◆ SELECTED PASSAGE
+ + + + + + +

Comment 10 Yaroslav Rastrigin 2003-09-19 09:58:30 UTC
Well, I have tested your patch - no success so far. 
Dmesg with acpi=off and successfull loading of NIC driver at 
http://www.relex.ru/~yarick/acpi/dmesg.noacpi
Could you help me understand what these DSDT snippets do ?
       Device (LNKC)
        {
         .......
         Method (_CRS, 0, NotSerialized)
            {
                Name (BUFC, ResourceTemplate ()
                {
                    IRQ (Level, ActiveLow, Shared) {}
                })
                CreateWordField (BUFC, 0x01, IRC1)
                And (\_SB.PCI0.ISA.PIRC, 0x8F, Local0)
                If (VPIR (Local0))
                {
                    Store (ShiftLeft (One, Local0), IRC1)
                }

                Return (BUFC)
            }

            Method (_SRS, 1, NotSerialized)
            {
                CreateWordField (Arg0, 0x01, IRC2)
                FindSetRightBit (IRC2, Local0)
                And (\_SB.PCI0.ISA.PIRC, 0x70, Local1)
                Or (Local1, Decrement (Local0), Local1)
                Store (Local1, \_SB.PCI0.ISA.PIRC)
            }
        }
       .....
     }
Comment 11 Luming Yu 2003-09-24 02:05:55 UTC
  _CRS is a standard device configuration control method that returns current
resource settings. There should be some error message,if _CRS return unmatched
IRQ setting with selected IRQ in acpi_pci_link_set.
  _SRS is also a standard device configuration control method that do actual
setting.
  _CRS is used to verify whehter _SRS is successfull.

  In this case, they seems to be ok. Because I didn't find error message for
them. To verify that, you can test kernel with ACPI debug option on.

  I guess there could be something wrong on operation to PCI config space of
00:03.0. Since that device can work without ACPI, could you please insert 

 printk("pci_conf1_write: seg=%04x, bus=%04x, devfn=%04x, reg=%04x,len=%04x
value=%04x\n", seg, bus, devfn, reg, len, value);

into pci_conf1_write or other similar functions to monitor it. 
 I just want to get the difference of pci config space operations between kernel
with ACPI and kernel without ACPI, that could indicate where is the bug.
 Would you please post them for analysis? Thanks a lot!

Comment 12 Luming Yu 2003-09-28 04:00:05 UTC
Created attachment 945 [details]
patch to collect operations to pci config space using configuration type 1

This patch will monitor each write operation to pci config space using
configuration type 1. Would you please try it, and post dmesg for kernel with
acpi enabled and  acpi disabled. Actually through this method, we can narrow
down the problem. Thanks a lot.
Comment 13 Yaroslav Rastrigin 2003-10-01 03:18:25 UTC
Hi !

+ + + + + + +

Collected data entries
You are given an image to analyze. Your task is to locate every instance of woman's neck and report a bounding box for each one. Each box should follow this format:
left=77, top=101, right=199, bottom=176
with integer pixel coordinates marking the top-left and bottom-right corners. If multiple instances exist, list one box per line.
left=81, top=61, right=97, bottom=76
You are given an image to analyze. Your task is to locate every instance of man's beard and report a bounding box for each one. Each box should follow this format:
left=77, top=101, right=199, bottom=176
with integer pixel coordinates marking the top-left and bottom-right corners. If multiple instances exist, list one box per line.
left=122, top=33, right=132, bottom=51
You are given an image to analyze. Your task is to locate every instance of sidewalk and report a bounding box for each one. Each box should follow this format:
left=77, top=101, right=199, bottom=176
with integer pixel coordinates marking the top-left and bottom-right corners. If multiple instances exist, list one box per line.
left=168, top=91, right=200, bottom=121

+ + + + + + +

◆ PROBLEMS TO SOLVE
1. Which numbered comments appear in the ACPI thread, and who posted each one?
2. Could you reproduce every one of the rows, requests included, with each bounding-box coordinate in their answers shifted up by 63?
The ACPI thread and the rows have nothing to do with each other.

◆ WORKED SOLUTIONS
1.
Comment 10: Yaroslav Rastrigin
Comment 11: Luming Yu
Comment 12: Luming Yu
Comment 13: Yaroslav Rastrigin

2.
You are given an image to analyze. Your task is to locate every instance of woman's neck and report a bounding box for each one. Each box should follow this format:
left=77, top=101, right=199, bottom=176
with integer pixel coordinates marking the top-left and bottom-right corners. If multiple instances exist, list one box per line.
left=144, top=124, right=160, bottom=139
You are given an image to analyze. Your task is to locate every instance of man's beard and report a bounding box for each one. Each box should follow this format:
left=77, top=101, right=199, bottom=176
with integer pixel coordinates marking the top-left and bottom-right corners. If multiple instances exist, list one box per line.
left=185, top=96, right=195, bottom=114
You are given an image to analyze. Your task is to locate every instance of sidewalk and report a bounding box for each one. Each box should follow this format:
left=77, top=101, right=199, bottom=176
with integer pixel coordinates marking the top-left and bottom-right corners. If multiple instances exist, list one box per line.
left=231, top=154, right=263, bottom=184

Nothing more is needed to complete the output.